**REQUEST**
Count the lines in the records that contain the string "mountain", treating uppercase and lowercase letters as different, and give only the number.

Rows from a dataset

>> Begin

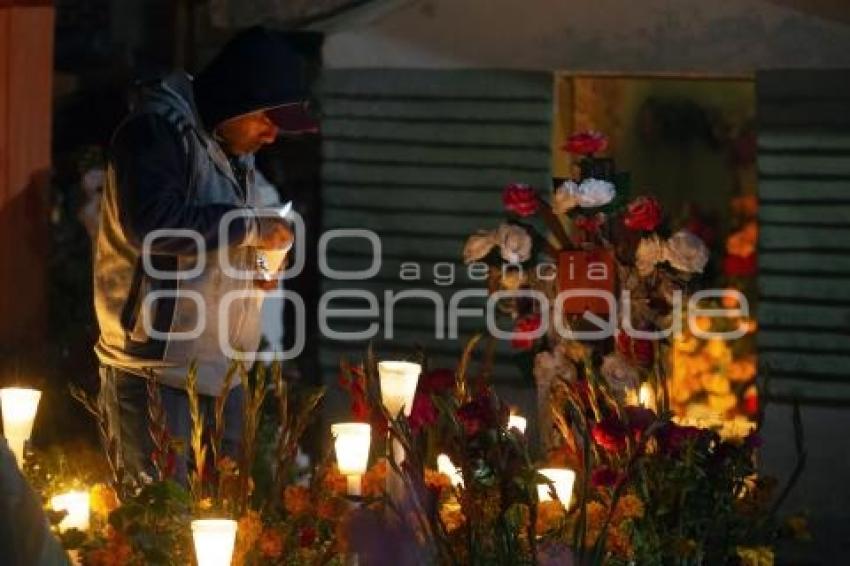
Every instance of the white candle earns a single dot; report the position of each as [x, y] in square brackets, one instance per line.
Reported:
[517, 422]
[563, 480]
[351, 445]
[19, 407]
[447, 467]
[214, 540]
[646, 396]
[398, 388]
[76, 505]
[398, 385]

>> End
>> Begin

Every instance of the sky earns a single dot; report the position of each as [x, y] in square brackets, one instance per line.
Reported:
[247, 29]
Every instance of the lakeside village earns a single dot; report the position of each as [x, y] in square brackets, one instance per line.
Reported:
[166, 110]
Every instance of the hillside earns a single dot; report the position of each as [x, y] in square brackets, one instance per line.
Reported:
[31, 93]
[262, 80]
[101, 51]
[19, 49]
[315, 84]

>> End
>> Begin

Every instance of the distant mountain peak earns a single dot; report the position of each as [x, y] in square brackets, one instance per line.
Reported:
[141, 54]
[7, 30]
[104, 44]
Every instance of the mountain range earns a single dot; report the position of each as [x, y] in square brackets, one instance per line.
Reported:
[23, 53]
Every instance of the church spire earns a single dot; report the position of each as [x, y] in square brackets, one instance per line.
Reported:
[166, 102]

>> End

**SOLUTION TO THE EXERCISE**
2